Activity
Copy out every line of the records in which "task" can be found.

[Collection entries]

● ● ● ● ●

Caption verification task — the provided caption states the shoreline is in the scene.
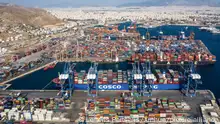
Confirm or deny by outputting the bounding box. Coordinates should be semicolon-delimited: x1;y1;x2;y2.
1;59;216;86
0;61;57;85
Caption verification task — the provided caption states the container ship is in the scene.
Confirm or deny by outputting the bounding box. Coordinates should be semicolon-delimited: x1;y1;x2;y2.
52;69;183;90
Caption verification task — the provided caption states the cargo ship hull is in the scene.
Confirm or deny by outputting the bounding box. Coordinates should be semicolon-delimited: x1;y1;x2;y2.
74;84;181;90
53;69;183;91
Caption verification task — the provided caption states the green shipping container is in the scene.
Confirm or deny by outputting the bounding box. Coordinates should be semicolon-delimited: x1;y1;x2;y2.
159;79;164;83
147;108;152;111
132;110;138;113
110;109;115;113
162;97;167;100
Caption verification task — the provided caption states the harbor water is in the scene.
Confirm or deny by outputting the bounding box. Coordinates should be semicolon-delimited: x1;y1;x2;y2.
7;25;220;98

● ● ● ● ●

Exercise response
Caption verification task — the provided caption states the shoreline is in the scene.
Caption verification task — the provided caption states the container ship is in the scene.
Caption verification task — the provided caption states the cargo ship hull is in the scene.
Caption verification task — the provided caption states the green shipping container is in the scene.
Caption verification task — the provided caption states the harbor water is in the scene.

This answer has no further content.